__Exercise prompt__. Find the string "below" in the data, then copy every line where it is found.

[Point-per-instance localization data]
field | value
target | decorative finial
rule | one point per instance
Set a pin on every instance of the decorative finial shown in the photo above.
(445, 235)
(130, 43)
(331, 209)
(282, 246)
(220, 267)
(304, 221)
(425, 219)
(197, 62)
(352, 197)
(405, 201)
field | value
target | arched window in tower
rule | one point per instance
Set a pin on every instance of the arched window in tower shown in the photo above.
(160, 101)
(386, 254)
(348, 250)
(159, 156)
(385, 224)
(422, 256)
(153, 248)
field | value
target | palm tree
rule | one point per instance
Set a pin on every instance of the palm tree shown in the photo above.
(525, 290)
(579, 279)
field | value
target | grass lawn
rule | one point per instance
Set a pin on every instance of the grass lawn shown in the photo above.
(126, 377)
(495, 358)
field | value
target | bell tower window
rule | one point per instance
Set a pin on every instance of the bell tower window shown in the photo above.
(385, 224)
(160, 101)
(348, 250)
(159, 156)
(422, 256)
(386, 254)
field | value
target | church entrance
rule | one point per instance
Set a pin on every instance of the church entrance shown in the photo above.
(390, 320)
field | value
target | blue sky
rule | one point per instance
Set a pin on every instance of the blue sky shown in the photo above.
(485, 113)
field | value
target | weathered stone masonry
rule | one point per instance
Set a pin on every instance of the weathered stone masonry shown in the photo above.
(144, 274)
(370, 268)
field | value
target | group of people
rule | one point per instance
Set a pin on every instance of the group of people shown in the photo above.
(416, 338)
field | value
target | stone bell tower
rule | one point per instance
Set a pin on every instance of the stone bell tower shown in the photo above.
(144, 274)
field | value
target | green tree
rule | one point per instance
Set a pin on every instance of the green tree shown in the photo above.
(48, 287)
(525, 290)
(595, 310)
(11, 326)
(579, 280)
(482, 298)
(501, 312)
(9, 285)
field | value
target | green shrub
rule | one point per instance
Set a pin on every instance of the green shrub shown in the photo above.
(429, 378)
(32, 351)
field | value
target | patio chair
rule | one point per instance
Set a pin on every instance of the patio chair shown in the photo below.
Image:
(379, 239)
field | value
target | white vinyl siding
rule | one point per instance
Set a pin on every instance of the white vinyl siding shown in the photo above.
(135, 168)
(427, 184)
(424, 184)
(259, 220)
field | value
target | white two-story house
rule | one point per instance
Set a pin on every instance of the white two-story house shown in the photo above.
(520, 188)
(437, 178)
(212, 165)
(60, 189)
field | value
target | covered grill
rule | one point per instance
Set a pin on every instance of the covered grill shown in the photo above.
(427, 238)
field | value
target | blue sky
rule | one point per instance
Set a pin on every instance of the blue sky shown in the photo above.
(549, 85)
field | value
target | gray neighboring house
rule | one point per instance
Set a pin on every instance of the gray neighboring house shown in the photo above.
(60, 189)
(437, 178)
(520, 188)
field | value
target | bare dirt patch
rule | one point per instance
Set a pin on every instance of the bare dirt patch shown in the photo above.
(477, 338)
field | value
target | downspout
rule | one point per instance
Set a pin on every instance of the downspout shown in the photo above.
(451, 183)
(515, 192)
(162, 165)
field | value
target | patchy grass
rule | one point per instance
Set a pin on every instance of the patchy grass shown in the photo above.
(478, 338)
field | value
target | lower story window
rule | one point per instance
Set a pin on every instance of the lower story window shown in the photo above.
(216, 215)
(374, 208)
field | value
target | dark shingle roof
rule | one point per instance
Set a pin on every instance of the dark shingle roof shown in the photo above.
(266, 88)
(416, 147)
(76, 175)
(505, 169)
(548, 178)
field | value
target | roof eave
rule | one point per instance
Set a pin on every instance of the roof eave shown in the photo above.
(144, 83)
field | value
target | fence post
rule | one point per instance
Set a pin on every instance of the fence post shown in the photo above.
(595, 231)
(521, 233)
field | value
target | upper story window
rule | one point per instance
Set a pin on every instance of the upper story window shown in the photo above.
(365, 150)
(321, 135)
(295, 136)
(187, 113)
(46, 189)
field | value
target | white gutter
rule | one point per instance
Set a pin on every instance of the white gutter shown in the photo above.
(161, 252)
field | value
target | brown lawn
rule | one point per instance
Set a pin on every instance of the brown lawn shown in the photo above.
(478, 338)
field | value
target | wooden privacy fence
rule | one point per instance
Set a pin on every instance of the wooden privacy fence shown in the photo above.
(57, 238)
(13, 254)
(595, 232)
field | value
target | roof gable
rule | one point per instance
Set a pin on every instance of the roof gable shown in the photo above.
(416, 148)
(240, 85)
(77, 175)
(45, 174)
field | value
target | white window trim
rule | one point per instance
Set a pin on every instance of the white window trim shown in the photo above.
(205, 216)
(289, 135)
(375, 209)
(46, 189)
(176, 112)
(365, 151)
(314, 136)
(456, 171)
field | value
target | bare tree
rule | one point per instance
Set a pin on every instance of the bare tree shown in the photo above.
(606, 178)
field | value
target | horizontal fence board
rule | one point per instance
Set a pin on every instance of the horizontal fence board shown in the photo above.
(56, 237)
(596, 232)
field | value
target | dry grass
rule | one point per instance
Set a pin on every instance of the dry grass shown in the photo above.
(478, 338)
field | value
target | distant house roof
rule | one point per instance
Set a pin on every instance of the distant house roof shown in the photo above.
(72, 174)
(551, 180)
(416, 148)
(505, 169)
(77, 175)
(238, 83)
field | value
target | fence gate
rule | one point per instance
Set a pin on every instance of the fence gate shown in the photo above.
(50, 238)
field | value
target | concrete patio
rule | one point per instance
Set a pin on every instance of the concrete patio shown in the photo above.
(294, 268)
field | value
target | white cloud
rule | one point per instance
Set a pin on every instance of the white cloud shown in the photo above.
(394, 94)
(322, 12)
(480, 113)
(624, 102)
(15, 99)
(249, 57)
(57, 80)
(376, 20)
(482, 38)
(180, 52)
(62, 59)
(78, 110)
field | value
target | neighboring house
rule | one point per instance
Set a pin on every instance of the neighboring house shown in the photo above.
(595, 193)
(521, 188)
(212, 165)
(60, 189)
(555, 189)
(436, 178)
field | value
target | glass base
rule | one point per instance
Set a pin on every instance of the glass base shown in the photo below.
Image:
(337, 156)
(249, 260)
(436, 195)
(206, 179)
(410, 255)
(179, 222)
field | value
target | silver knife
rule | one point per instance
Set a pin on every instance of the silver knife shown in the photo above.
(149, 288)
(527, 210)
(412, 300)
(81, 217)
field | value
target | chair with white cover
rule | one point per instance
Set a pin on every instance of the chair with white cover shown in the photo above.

__Output of the exercise__.
Set a pin on every instance of the patio chair shown in the photo below.
Set a pin on every instance of the glass base shown in the photo below.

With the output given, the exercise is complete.